# Your instructions
Reproduce all lines of the listing below in which the word "single" occurs.

# Dataset extract
──────
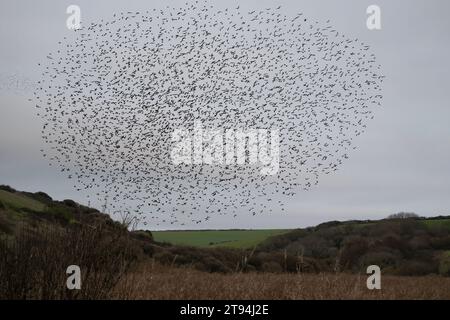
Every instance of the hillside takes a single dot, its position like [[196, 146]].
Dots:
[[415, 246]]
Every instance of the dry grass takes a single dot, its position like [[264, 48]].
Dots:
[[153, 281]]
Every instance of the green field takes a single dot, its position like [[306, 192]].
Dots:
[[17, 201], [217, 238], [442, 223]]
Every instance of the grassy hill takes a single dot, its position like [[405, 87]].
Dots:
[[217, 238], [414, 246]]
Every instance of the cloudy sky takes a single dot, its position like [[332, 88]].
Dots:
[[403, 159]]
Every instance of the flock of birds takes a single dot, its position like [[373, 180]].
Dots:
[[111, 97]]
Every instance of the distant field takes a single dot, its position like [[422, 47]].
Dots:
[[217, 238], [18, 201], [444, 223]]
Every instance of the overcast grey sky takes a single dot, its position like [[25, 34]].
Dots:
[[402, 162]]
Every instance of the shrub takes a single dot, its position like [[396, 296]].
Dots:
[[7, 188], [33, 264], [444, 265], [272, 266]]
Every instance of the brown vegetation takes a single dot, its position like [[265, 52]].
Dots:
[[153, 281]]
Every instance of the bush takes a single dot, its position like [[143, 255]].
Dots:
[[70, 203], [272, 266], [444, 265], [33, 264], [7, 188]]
──────
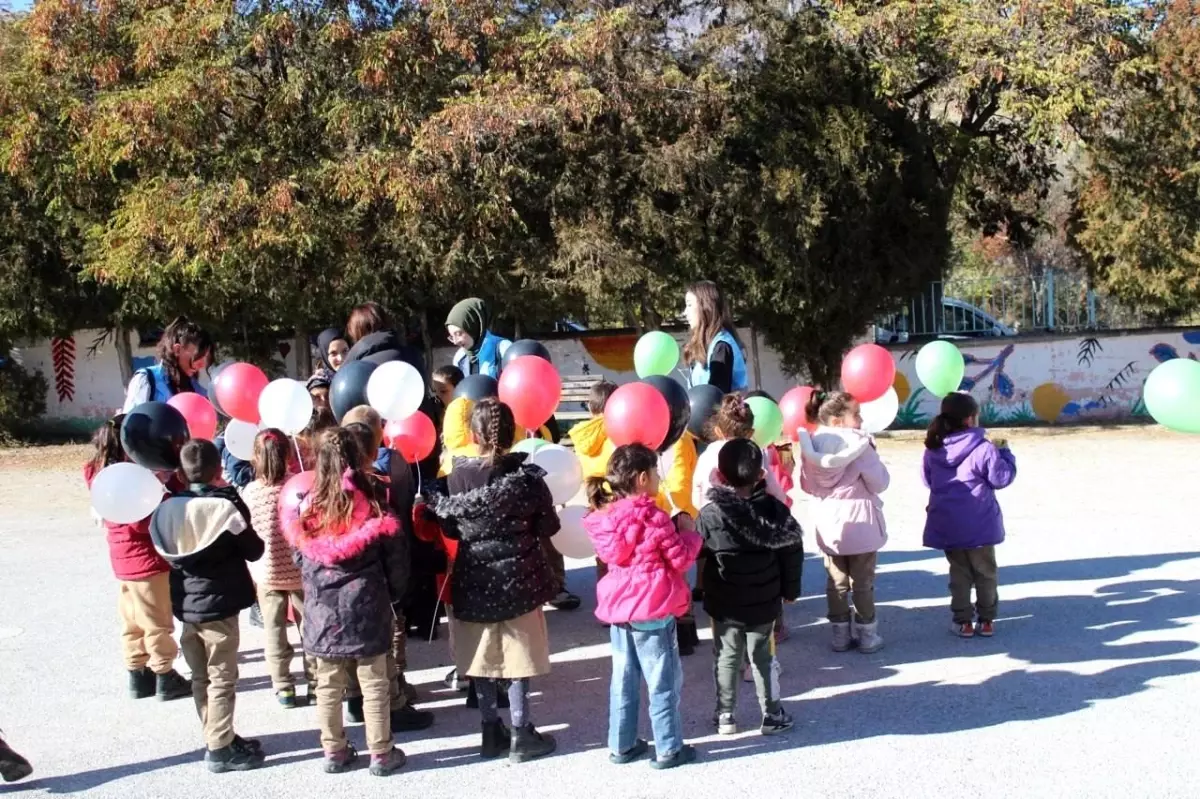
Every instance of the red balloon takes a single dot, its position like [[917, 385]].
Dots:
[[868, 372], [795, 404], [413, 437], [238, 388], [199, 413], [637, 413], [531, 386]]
──────
# Answer box
Every instance of the hillside takes a single dot, its position like [[196, 146]].
Every instance of the dry grass takes a single dot, its position like [[264, 48]].
Every instance of the green field takes a single dot, its position like [[306, 192]].
Every instance of the grassy hill takes a single dot, its position like [[405, 87]].
Every instance of the cloudy sky takes a single dot, its position like [[332, 88]].
Every instance of the flock of birds takes a single dot, its position like [[373, 180]].
Every instance of the distant field takes a single dot, its position like [[422, 47]].
Every instance of the overcast grey sky takes a single dot, its position like [[25, 34]].
Every instance of the shrub takes a single dot, its position like [[396, 296]].
Every instance of the brown vegetation takes a single dot, its position like [[265, 52]].
Every instance of the bush takes a single dot, its position like [[143, 255]].
Every instance of the red balloon takes a single dot, its position like [[917, 385]].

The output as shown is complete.